§ **Items from a dataset**:
- Opening Delimiter -

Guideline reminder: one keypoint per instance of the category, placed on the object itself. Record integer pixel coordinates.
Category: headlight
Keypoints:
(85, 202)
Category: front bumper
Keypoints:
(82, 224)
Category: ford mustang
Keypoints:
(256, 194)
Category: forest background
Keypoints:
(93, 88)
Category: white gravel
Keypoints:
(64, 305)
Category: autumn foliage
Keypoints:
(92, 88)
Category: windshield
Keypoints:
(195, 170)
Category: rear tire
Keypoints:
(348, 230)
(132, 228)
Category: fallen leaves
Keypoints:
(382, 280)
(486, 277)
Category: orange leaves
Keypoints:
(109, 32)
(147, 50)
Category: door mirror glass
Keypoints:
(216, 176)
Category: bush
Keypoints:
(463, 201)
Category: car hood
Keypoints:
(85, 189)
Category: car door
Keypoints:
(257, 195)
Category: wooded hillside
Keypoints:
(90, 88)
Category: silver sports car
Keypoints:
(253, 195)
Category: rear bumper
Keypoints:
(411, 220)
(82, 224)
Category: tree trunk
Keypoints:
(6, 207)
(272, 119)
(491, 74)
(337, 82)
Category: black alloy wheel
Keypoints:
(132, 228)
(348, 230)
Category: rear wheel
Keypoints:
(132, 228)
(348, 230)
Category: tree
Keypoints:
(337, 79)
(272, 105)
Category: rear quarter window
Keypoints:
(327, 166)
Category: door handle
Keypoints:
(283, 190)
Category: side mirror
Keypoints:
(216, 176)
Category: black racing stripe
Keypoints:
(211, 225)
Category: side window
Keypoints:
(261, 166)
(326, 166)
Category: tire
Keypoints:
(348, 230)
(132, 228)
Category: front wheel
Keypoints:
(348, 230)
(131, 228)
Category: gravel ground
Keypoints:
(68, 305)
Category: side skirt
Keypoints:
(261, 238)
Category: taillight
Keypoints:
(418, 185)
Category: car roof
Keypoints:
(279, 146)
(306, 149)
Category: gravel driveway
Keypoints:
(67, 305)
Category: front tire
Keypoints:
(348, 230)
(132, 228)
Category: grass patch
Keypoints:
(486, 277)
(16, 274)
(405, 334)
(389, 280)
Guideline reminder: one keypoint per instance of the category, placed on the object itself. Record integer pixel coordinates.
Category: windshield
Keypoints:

- Closing Delimiter -

§ **THE TASK**: Please transcribe exactly the lines above from the line that has "Category: orange leaves" up to and including the line that has "Category: silver sports car"; no other line belongs in the answer.

§ **RESPONSE TO THIS EXERCISE**:
Category: orange leaves
Keypoints:
(109, 32)
(147, 50)
Category: door mirror glass
Keypoints:
(216, 176)
Category: bush
Keypoints:
(463, 201)
Category: car hood
Keypoints:
(85, 189)
Category: car door
Keypoints:
(257, 195)
Category: wooded hillside
Keypoints:
(90, 88)
Category: silver sports car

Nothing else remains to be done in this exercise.